TO BE DONE
Count the lines in the items below that contain the word "flag", and give only the number.

*** MATERIALS PROVIDED

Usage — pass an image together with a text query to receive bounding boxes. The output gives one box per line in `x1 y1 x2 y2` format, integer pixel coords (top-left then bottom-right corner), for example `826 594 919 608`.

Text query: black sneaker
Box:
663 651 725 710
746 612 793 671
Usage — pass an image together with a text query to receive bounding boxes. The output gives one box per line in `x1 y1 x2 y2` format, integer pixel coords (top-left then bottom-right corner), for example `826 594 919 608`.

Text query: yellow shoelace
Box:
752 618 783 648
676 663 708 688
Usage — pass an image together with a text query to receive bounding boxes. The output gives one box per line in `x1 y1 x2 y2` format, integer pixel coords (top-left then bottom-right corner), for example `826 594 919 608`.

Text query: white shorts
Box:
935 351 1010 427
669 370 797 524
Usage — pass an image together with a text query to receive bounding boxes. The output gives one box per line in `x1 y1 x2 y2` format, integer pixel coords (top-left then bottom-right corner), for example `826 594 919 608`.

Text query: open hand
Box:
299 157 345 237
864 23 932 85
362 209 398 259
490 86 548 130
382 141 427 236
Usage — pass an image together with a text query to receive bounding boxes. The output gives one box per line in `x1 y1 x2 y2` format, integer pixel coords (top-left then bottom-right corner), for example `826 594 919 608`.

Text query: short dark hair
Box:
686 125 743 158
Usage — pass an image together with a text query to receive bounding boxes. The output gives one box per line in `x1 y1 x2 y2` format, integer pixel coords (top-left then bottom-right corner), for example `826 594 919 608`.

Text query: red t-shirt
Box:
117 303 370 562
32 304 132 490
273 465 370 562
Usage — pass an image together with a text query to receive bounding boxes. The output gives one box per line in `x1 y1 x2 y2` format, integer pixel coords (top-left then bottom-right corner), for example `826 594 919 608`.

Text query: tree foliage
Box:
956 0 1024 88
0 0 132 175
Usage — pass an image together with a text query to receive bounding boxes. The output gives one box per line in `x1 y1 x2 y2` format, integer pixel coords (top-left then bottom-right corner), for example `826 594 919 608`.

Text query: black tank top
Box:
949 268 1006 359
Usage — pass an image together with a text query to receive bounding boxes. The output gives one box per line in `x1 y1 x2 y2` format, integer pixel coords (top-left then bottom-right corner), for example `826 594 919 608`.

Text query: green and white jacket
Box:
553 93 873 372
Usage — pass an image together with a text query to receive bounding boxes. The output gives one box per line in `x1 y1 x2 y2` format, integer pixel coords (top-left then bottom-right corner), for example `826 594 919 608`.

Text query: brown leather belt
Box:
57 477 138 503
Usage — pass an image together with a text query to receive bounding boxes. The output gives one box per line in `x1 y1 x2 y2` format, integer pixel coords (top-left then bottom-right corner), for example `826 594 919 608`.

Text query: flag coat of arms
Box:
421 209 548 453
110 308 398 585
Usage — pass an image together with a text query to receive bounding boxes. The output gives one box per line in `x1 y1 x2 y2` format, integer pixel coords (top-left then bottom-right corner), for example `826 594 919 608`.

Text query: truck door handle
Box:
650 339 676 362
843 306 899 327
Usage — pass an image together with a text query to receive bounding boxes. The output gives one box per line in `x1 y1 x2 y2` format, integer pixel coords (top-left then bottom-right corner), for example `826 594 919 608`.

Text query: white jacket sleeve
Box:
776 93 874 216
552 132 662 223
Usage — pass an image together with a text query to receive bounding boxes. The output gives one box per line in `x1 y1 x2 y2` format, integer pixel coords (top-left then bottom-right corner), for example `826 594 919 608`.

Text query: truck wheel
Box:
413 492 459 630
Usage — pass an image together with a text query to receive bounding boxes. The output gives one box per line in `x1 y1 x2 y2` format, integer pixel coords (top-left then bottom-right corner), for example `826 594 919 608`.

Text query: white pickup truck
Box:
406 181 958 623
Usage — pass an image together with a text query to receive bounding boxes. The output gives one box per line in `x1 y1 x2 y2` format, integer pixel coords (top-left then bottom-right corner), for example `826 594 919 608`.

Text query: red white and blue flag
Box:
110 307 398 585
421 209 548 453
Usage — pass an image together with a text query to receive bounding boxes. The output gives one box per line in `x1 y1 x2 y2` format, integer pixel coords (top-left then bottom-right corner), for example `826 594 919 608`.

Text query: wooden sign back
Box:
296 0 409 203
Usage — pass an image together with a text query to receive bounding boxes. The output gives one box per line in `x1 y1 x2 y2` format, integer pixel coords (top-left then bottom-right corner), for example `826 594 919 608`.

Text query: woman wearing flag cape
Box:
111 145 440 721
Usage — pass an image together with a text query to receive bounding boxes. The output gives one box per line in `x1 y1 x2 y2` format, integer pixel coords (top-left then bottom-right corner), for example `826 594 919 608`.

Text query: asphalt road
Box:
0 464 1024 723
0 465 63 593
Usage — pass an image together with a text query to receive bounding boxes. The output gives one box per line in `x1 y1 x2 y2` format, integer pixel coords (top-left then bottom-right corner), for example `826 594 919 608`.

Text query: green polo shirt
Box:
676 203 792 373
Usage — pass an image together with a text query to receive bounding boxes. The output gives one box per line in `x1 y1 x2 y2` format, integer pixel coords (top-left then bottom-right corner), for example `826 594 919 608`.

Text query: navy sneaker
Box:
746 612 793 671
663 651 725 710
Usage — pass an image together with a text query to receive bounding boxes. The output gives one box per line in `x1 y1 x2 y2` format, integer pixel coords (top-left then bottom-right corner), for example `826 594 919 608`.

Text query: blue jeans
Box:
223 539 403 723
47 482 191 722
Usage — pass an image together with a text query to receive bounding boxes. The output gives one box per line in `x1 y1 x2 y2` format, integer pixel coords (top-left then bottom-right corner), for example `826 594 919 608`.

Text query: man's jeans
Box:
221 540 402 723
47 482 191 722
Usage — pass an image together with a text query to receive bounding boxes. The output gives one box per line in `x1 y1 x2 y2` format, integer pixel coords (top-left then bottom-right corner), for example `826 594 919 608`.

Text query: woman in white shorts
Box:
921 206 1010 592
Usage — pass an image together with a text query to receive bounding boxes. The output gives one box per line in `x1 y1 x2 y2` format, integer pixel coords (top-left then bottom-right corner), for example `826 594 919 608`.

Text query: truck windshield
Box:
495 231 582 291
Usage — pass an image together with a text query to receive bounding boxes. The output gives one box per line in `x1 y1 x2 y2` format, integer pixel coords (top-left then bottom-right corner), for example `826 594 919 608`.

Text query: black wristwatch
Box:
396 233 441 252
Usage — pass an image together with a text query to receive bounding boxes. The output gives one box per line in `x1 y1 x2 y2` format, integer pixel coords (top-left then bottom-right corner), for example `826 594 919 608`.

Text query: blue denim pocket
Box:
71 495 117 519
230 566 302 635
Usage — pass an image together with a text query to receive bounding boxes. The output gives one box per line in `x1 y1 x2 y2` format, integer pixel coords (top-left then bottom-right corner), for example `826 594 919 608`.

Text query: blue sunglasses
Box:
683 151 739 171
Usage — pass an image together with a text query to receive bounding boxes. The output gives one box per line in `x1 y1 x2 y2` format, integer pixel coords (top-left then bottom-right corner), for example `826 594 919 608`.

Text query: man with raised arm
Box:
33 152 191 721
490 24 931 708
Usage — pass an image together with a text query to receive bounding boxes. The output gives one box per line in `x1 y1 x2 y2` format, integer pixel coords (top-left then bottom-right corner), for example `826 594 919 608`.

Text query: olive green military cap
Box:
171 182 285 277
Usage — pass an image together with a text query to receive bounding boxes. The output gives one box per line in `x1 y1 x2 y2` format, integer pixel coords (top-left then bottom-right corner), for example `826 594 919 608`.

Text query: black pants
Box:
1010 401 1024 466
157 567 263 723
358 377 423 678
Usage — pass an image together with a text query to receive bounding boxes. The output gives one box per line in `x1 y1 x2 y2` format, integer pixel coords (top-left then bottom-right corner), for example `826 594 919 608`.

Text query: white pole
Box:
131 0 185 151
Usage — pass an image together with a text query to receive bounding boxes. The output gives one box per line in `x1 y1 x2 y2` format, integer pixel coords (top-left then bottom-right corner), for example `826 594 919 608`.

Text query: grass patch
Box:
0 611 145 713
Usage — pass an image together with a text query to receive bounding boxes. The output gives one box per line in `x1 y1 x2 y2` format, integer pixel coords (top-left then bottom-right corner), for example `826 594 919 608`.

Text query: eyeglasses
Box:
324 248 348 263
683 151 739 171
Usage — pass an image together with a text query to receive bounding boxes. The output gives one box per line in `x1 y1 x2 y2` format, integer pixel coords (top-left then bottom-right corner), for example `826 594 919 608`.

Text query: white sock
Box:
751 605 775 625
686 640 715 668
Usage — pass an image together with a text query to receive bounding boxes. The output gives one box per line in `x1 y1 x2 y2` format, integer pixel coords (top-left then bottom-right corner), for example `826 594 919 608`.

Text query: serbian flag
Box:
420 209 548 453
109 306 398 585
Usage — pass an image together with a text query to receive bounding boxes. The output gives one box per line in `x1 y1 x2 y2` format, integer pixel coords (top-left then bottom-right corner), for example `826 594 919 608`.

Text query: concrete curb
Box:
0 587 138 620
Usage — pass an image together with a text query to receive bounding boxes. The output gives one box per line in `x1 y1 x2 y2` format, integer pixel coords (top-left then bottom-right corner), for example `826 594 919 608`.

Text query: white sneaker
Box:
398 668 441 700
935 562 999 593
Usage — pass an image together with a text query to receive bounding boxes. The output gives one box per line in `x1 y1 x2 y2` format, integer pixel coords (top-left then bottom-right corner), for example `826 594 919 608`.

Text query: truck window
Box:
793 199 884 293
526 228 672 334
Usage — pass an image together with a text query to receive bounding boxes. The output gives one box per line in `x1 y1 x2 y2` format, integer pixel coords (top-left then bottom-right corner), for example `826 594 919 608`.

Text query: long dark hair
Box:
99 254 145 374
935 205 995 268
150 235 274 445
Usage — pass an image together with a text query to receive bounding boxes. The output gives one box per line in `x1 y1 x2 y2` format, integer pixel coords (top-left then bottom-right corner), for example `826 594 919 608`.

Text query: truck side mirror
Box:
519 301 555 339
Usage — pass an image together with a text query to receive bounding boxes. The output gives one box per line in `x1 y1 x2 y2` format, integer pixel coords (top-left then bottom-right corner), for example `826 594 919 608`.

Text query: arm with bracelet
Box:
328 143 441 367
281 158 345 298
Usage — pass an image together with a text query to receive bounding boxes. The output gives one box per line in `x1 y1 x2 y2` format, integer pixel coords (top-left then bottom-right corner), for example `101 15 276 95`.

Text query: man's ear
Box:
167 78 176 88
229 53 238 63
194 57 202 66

******

ANSWER BELOW
4